Die Beklagte hat den Kläger durch die angegriffenen Artikel in Bezug zu der Tat gesetzt, wegen der er verurteilt worden ist; dies erfolgte zudem öffentlich. Unstreitig hat die Beklagte die in Rede stehenden Artikel, in denen er als Täter des Mordes an … namentlich genannt wird, in ihrem Online-Archiv in der Weise zum Abruf vorgehalten, dass Nutzer diese lesen konnten. Bei einer derartigen „Archivierung“ handelt es sich gerade nicht um ein lediglich internes Archiv der Beklagten, denn diese Artikel waren für jedermann über das Internet öffentlich zugänglich. Hierdurch wurde die Täterschaft des Klägers für die Öffentlichkeit ständig aktualisiert, indem die Artikel jederzeit abrufbar waren.

AUFGABEN:
- 1) Beantworten Sie zum Textauszug über das Online-Archiv diese drei Fragen:
(a) Als Täter welcher Tat wird der Kläger in den Artikeln namentlich genannt?
(b) Wo hielt die Beklagte die Artikel zum Abruf vor?
(c) Weshalb handelt es sich laut Text nicht um ein lediglich internes Archiv?
- 2) Listen Sie alle Wörter im Textauszug über das Online-Archiv auf, die die Zeichenfolge „Archiv“ enthalten.
- 3) Setzen Sie den Urteilsauszug über das Online-Archiv nach seinem letzten Satz fort.

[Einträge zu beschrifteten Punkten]
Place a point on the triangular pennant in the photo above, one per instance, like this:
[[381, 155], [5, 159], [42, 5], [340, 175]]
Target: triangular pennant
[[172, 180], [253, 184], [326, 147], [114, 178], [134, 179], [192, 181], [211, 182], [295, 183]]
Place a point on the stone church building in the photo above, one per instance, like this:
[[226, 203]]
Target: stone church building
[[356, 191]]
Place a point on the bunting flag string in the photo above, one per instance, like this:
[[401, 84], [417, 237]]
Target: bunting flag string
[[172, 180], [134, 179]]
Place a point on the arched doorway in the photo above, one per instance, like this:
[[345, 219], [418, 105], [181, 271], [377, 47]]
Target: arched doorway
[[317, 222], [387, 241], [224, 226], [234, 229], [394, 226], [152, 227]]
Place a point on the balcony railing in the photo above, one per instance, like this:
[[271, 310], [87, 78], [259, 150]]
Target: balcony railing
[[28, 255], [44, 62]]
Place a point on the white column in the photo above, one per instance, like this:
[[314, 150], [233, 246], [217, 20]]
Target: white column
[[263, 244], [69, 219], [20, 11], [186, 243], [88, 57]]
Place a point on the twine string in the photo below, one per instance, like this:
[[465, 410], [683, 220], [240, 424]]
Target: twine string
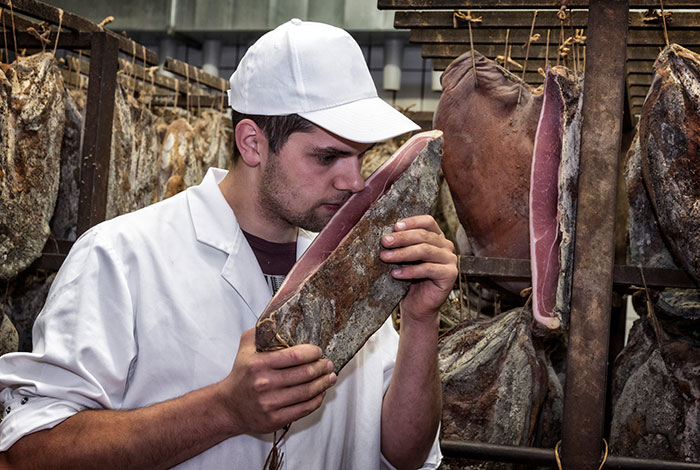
[[14, 35], [58, 33], [469, 19], [532, 38]]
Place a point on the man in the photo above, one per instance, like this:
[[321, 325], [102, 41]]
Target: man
[[144, 354]]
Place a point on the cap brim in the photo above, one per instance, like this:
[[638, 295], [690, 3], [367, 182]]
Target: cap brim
[[368, 120]]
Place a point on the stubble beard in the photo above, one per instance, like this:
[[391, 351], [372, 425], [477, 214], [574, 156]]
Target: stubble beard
[[274, 194]]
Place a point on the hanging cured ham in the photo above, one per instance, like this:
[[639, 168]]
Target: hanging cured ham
[[553, 190], [489, 140], [32, 121]]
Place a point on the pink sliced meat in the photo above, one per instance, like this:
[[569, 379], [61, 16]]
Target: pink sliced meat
[[552, 200], [544, 220]]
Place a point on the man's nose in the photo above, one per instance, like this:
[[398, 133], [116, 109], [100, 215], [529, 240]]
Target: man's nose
[[350, 177]]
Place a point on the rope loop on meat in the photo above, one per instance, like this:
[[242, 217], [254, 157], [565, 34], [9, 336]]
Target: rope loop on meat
[[531, 38], [469, 19], [58, 33], [603, 460]]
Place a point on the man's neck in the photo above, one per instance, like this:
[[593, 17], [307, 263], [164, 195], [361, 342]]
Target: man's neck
[[235, 188]]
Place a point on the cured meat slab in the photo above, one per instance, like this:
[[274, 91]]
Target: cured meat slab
[[553, 191], [64, 223], [489, 140], [669, 131], [32, 120], [497, 385], [647, 247], [340, 292], [656, 397], [135, 148]]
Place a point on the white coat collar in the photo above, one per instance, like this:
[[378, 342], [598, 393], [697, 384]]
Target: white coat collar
[[215, 225]]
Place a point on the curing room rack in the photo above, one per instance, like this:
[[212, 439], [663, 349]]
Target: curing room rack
[[103, 47], [607, 93]]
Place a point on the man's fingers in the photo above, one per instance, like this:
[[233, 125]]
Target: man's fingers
[[423, 252], [426, 222], [294, 356]]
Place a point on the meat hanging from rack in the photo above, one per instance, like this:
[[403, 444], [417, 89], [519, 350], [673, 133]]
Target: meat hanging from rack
[[655, 380], [32, 122], [504, 159]]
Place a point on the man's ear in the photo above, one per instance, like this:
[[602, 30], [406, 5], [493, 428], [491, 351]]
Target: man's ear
[[251, 141]]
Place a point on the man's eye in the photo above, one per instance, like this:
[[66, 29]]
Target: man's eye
[[326, 159]]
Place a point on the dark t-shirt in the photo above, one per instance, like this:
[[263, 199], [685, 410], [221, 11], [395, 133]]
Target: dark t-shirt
[[275, 259]]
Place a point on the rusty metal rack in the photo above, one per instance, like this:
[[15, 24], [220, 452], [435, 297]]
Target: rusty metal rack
[[612, 37], [103, 47]]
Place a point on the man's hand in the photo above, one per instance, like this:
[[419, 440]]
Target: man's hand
[[265, 391], [419, 240]]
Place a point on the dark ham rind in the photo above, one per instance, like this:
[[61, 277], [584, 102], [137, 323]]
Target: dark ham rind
[[338, 296], [553, 187], [669, 139], [488, 149], [348, 215]]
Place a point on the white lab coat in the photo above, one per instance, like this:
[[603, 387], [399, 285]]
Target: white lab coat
[[151, 305]]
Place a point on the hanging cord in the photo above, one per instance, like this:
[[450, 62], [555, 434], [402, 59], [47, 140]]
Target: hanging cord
[[540, 70], [41, 37], [187, 91], [199, 96], [561, 16], [77, 70], [4, 34], [14, 36], [177, 93], [658, 331], [532, 38], [151, 73], [469, 19], [663, 19], [132, 69], [506, 55], [223, 92], [556, 455], [574, 48], [276, 457], [58, 33], [461, 290]]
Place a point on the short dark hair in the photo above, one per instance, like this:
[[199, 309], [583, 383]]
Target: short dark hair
[[277, 129]]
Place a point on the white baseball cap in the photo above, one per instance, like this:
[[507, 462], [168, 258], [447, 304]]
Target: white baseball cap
[[318, 72]]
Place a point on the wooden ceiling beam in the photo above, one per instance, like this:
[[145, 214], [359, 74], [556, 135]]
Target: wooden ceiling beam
[[517, 4], [523, 20]]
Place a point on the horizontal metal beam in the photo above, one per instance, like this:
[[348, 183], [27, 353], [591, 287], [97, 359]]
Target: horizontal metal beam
[[517, 4], [538, 456], [518, 37], [634, 53], [69, 21], [195, 74], [523, 19], [623, 275]]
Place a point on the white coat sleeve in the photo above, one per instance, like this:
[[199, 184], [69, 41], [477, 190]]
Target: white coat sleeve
[[84, 345], [390, 345]]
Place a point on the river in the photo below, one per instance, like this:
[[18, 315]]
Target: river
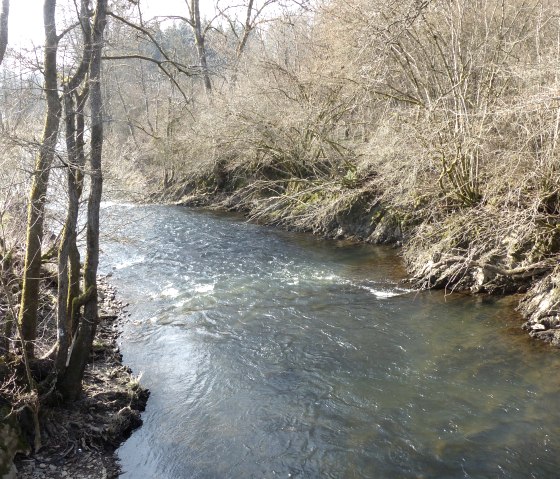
[[273, 354]]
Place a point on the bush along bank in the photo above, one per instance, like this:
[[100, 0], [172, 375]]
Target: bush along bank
[[478, 249], [434, 124]]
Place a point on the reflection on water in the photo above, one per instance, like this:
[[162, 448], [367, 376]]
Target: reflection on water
[[271, 354]]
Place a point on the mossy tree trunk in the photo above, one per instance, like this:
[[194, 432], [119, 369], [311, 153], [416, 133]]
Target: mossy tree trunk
[[70, 385], [68, 281], [36, 209]]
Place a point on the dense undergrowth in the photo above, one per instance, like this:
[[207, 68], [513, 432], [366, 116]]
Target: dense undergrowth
[[431, 124]]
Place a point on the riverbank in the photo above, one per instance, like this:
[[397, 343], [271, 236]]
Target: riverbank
[[80, 441], [473, 250]]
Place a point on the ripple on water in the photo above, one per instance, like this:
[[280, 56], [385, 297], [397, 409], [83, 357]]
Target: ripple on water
[[274, 354]]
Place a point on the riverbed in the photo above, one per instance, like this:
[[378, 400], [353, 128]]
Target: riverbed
[[275, 354]]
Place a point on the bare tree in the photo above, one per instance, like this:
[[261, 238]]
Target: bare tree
[[70, 385], [37, 197]]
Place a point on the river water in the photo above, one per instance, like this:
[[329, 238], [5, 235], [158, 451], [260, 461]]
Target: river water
[[272, 354]]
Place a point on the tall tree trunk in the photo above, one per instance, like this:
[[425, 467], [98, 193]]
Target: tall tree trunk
[[4, 28], [81, 345], [76, 161], [36, 209], [74, 253], [200, 39]]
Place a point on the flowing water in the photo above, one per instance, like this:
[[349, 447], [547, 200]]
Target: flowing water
[[272, 354]]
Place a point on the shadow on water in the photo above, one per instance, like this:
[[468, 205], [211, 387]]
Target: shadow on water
[[273, 354]]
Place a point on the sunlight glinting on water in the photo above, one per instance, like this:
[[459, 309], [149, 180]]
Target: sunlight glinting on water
[[271, 354]]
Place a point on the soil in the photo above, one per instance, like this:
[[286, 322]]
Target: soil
[[80, 441]]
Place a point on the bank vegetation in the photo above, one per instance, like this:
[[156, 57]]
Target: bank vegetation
[[431, 124]]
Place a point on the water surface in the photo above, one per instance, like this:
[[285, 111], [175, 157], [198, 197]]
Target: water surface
[[273, 354]]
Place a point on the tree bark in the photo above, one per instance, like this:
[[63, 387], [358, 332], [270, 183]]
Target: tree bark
[[81, 345], [36, 209], [200, 44], [76, 161], [4, 28]]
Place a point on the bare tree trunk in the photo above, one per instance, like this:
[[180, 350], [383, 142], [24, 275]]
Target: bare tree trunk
[[75, 175], [81, 345], [200, 39], [4, 28], [36, 209], [74, 253], [247, 29]]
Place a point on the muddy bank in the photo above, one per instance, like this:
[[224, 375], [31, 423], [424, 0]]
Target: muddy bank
[[80, 441], [475, 250]]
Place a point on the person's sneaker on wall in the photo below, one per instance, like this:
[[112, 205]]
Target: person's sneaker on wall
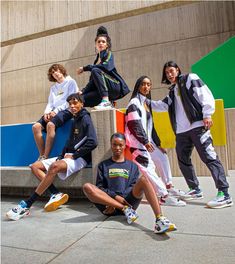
[[163, 225], [220, 201], [130, 214], [192, 194], [104, 105]]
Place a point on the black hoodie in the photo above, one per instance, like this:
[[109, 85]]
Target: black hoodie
[[82, 126]]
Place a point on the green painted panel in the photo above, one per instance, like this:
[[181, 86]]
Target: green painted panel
[[217, 70]]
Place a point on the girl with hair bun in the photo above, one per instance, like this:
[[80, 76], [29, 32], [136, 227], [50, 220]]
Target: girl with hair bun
[[105, 84]]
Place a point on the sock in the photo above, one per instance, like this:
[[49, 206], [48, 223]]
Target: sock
[[32, 199], [52, 189], [158, 216]]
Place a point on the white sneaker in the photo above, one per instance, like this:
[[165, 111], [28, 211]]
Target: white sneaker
[[175, 192], [130, 214], [220, 201], [163, 225], [55, 201], [103, 106], [192, 194], [18, 212], [172, 201]]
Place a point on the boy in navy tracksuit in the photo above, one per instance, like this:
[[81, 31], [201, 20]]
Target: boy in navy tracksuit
[[105, 84], [75, 156], [119, 189], [191, 104]]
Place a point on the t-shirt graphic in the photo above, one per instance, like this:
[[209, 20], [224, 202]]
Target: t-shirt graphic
[[118, 172]]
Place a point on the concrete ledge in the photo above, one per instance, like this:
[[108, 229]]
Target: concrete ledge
[[21, 181]]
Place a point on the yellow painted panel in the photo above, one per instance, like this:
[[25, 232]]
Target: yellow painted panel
[[218, 129], [163, 126]]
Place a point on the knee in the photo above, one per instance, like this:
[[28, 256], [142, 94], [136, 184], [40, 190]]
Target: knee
[[88, 189], [37, 127], [144, 180], [54, 168]]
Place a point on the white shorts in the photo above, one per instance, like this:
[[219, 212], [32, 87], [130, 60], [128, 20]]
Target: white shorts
[[72, 166]]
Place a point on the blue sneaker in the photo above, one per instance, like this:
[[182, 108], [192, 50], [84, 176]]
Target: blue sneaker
[[163, 225], [130, 214], [18, 212], [220, 201], [192, 194]]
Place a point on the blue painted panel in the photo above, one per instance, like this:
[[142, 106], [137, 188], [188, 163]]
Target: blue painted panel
[[18, 147]]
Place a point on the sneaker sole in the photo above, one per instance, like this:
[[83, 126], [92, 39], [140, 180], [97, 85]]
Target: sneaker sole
[[132, 220], [192, 198], [53, 206], [220, 206], [17, 218]]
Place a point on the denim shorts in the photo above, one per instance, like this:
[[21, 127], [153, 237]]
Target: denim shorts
[[58, 120], [130, 198]]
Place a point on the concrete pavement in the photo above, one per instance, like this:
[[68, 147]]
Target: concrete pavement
[[78, 233]]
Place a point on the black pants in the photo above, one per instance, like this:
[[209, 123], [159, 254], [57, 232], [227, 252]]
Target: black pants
[[202, 140], [100, 85], [58, 120]]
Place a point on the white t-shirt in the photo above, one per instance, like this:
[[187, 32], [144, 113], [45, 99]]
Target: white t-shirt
[[59, 93], [182, 121]]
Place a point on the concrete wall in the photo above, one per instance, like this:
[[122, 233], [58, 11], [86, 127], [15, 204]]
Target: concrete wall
[[145, 34]]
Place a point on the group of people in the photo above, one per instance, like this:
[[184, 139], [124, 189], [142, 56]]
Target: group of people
[[119, 187]]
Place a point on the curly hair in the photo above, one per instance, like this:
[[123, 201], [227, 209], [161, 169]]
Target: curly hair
[[168, 64], [53, 68]]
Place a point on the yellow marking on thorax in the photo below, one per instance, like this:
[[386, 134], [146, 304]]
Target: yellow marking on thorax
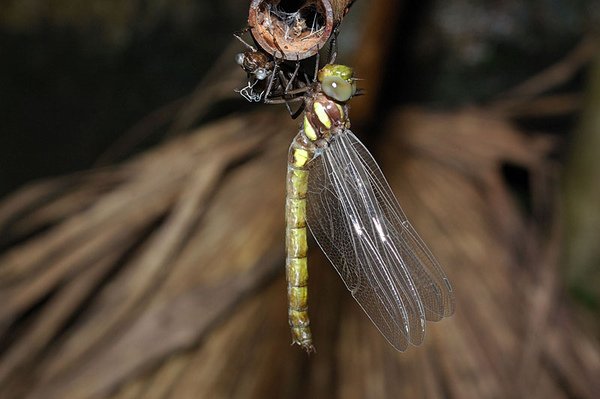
[[308, 130], [300, 157], [341, 109], [322, 114]]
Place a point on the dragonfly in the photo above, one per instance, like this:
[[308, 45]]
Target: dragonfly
[[335, 187]]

LÖSUNGEN:
- 1)
(a) Als Täter eines Mordes.
(b) In ihrem Online-Archiv.
(c) Die Artikel waren für jedermann über das Internet öffentlich zugänglich.

- 2) Online-Archiv, Archivierung, Archiv

- 3)
Für die Beklagte streitet zwar vorliegend die Freiheit der Meinungsäußerung aus Art. 5 Abs. 1 GG. Dieses Grundrecht ist schlechthin konstituierend für die freiheitlich-demokratische Grundordnung (BVerfG aaO.- Lebach I, m.w.N.). Unter Berücksichtigung der besonderen Umstände dieses Einzelfalles hat das Interesse der Öffentlichkeit, etwas über die Person des Klägers zu erfahren, indessen hinter seinem Individualinteresse, mit seiner Tat „in Ruhe gelassen“ zu werden und so eine Wiedereingliederung in die Gesellschaft zu ermöglichen (a.), im Rahme der erforderlichen Abwägung (b.) zurückzutreten.

a. Die angegriffene Berichterstattung gefährdet die Resozialisierung des Klägers, weil sie ihn mit seiner Tat erneut an das Licht der Öffentlichkeit zerrt und sich so bereits in der Haftsituation schädliche Wirkungen ergeben können, die eine spätere Wiedereingliederung erschweren. Dem steht nicht entgegen, das für die Zeit nach Ablauf der lebenslangen Freiheitsstrafe (aa.) eine Sicherungsverwahrung des Klägers angeordnet ist (bb.) und eine unklare relative zeitliche Nähe zur Haftentlassung besteht (cc.). Gemäß § 2 des Strafvollzugsgesetzes (StVollzG) dient der Vollzug der Freiheitsstrafe ausschließlich der Resozialisierung und dem Schutz der Allgemeinheit vor weiteren Straftaten (§ 2 Satz 1, 2 StVollzG). Schädliche Folgen des Freiheitsentzugs ist entgegenzuwirken (§ 3 Abs. 2 StVollzG).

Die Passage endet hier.